:: THE INPUT ::
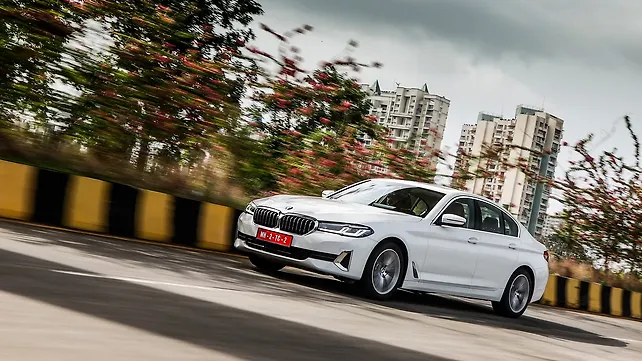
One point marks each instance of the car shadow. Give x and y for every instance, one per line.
x=243, y=334
x=239, y=272
x=455, y=310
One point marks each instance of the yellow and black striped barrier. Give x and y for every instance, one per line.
x=592, y=297
x=62, y=200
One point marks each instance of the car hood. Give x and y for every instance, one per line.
x=332, y=210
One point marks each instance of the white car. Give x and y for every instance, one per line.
x=393, y=234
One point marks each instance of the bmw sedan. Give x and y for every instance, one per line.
x=386, y=235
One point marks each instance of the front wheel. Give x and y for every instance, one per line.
x=383, y=272
x=517, y=295
x=264, y=264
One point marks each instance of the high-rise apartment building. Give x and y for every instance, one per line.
x=414, y=117
x=552, y=224
x=531, y=129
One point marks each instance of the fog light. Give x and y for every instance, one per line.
x=343, y=260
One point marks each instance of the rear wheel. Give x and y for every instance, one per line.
x=517, y=295
x=384, y=272
x=264, y=264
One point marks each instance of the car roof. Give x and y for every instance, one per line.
x=430, y=186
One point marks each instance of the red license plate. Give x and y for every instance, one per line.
x=274, y=237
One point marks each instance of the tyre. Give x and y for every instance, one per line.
x=265, y=265
x=517, y=295
x=384, y=272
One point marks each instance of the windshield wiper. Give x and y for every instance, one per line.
x=384, y=206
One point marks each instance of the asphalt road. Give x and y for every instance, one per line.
x=70, y=297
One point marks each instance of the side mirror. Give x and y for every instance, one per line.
x=325, y=194
x=452, y=220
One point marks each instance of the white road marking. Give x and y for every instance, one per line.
x=137, y=280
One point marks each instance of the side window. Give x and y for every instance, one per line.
x=414, y=201
x=462, y=207
x=510, y=227
x=491, y=218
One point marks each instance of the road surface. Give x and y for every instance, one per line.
x=66, y=296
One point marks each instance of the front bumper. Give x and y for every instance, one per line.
x=322, y=252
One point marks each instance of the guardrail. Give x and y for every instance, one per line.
x=73, y=202
x=592, y=297
x=58, y=199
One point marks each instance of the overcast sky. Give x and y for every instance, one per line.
x=580, y=59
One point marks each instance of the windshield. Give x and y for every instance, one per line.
x=396, y=197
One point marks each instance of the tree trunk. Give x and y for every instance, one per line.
x=143, y=154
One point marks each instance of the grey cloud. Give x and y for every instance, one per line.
x=593, y=32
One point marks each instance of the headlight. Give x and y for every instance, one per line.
x=346, y=229
x=251, y=207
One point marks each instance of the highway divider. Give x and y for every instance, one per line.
x=592, y=297
x=63, y=200
x=73, y=202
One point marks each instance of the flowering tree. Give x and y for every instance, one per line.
x=602, y=198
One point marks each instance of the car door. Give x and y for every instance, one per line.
x=497, y=249
x=451, y=253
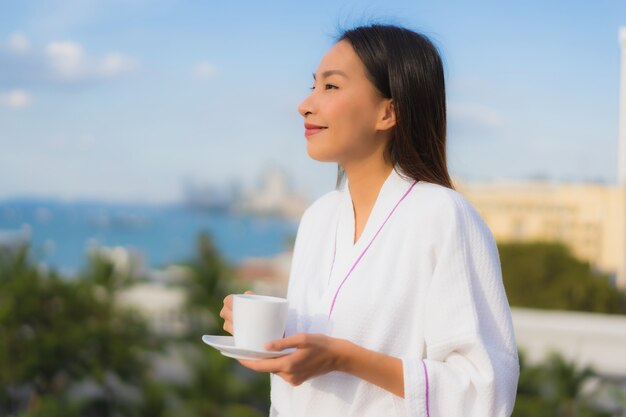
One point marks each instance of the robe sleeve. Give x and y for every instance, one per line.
x=470, y=365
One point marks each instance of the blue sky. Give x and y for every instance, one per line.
x=126, y=100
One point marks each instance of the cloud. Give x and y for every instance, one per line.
x=66, y=59
x=18, y=43
x=58, y=63
x=115, y=63
x=204, y=70
x=15, y=99
x=475, y=115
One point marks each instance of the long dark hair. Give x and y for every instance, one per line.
x=406, y=67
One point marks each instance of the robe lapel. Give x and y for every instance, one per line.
x=347, y=252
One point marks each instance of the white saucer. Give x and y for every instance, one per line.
x=226, y=345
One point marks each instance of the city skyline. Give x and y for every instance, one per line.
x=127, y=100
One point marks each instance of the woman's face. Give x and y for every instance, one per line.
x=346, y=118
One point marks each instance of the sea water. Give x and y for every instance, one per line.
x=61, y=233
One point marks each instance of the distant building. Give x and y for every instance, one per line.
x=589, y=218
x=266, y=275
x=274, y=197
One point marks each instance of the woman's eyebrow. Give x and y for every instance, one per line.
x=331, y=72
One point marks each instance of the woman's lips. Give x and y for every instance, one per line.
x=310, y=129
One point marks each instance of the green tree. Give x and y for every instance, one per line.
x=219, y=386
x=554, y=388
x=59, y=333
x=548, y=276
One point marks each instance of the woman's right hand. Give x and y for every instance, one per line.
x=227, y=312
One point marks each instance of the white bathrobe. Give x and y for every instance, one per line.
x=428, y=290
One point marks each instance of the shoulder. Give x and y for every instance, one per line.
x=444, y=207
x=322, y=208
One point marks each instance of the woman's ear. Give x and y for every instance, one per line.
x=387, y=118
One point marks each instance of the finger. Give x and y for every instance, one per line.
x=263, y=365
x=297, y=340
x=226, y=313
x=228, y=326
x=228, y=301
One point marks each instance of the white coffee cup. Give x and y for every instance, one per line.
x=258, y=319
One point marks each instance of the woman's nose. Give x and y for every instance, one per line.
x=306, y=106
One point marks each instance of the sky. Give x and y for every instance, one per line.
x=129, y=100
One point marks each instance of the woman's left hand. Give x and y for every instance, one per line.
x=316, y=354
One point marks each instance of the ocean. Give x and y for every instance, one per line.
x=61, y=233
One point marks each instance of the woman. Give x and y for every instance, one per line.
x=396, y=300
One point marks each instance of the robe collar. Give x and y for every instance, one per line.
x=392, y=190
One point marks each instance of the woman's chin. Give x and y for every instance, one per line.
x=319, y=155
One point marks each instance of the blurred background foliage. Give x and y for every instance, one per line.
x=69, y=349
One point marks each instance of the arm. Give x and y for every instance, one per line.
x=318, y=354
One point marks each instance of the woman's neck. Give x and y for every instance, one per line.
x=365, y=179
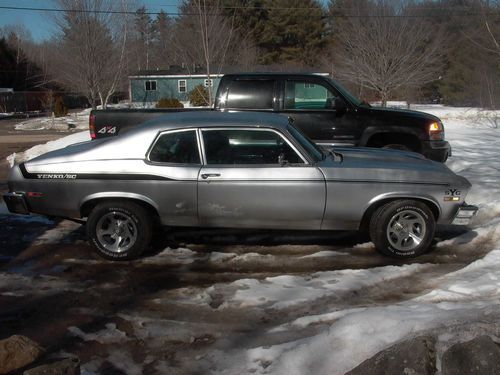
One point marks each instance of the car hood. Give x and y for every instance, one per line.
x=388, y=166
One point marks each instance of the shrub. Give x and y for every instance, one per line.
x=169, y=103
x=60, y=110
x=199, y=96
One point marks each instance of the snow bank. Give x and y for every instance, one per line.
x=78, y=120
x=49, y=146
x=285, y=291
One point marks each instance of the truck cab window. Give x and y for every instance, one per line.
x=250, y=94
x=176, y=147
x=308, y=95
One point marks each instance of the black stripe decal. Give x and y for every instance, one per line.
x=390, y=182
x=92, y=176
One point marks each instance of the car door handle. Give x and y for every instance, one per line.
x=207, y=175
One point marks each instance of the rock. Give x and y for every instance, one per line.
x=70, y=366
x=412, y=357
x=17, y=352
x=480, y=356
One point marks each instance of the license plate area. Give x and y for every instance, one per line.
x=464, y=215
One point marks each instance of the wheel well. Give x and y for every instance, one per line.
x=383, y=139
x=365, y=221
x=88, y=206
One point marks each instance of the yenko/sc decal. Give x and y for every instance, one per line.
x=56, y=176
x=453, y=192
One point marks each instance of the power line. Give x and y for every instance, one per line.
x=127, y=12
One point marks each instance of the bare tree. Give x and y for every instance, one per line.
x=203, y=37
x=92, y=48
x=383, y=47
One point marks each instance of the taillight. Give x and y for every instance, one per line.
x=92, y=126
x=436, y=131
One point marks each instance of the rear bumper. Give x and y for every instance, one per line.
x=16, y=203
x=464, y=214
x=436, y=150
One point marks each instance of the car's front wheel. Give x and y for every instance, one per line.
x=119, y=230
x=402, y=228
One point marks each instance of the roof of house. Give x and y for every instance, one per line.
x=176, y=71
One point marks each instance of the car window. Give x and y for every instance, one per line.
x=176, y=147
x=242, y=146
x=308, y=95
x=250, y=94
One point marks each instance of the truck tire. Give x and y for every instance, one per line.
x=402, y=228
x=119, y=230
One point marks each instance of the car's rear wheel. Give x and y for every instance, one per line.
x=119, y=230
x=402, y=228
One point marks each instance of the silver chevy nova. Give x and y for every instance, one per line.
x=238, y=170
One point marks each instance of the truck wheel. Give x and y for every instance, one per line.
x=119, y=230
x=402, y=228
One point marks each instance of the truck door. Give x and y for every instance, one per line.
x=313, y=106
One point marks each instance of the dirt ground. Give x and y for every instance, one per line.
x=139, y=316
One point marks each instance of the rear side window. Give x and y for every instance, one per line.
x=245, y=146
x=176, y=147
x=308, y=95
x=250, y=94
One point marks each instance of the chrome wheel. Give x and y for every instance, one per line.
x=406, y=230
x=116, y=231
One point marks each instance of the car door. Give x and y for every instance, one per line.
x=311, y=103
x=175, y=158
x=255, y=178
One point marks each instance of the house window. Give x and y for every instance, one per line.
x=150, y=85
x=182, y=85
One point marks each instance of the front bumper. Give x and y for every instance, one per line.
x=16, y=203
x=464, y=215
x=436, y=150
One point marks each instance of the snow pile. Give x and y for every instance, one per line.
x=106, y=336
x=469, y=295
x=49, y=146
x=71, y=121
x=286, y=291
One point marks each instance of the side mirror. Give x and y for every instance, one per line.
x=281, y=160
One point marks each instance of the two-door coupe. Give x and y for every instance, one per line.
x=238, y=170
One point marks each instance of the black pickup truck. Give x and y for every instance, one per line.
x=324, y=110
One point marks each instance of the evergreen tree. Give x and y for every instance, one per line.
x=144, y=36
x=163, y=49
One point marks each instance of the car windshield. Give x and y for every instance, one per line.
x=312, y=149
x=345, y=92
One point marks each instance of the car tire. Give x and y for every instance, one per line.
x=402, y=228
x=119, y=230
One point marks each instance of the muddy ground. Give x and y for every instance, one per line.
x=143, y=316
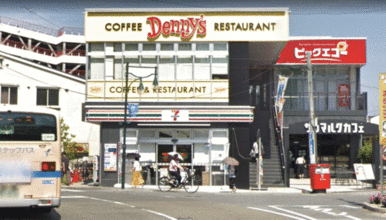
:::
- _ASSIGNED TASK_
Write the lines out again exactly, beginning at the one containing "One point marks each instance of the car tire." and ending with the last line of the entries, but without any pictures.

- _RESULT OF THE TASK_
One point marks each instance of the car tire. Give x and y for every instance, one per line.
x=402, y=228
x=119, y=230
One point marks each instance of the muddy ground. Give x and y for every instance, one per line.
x=143, y=316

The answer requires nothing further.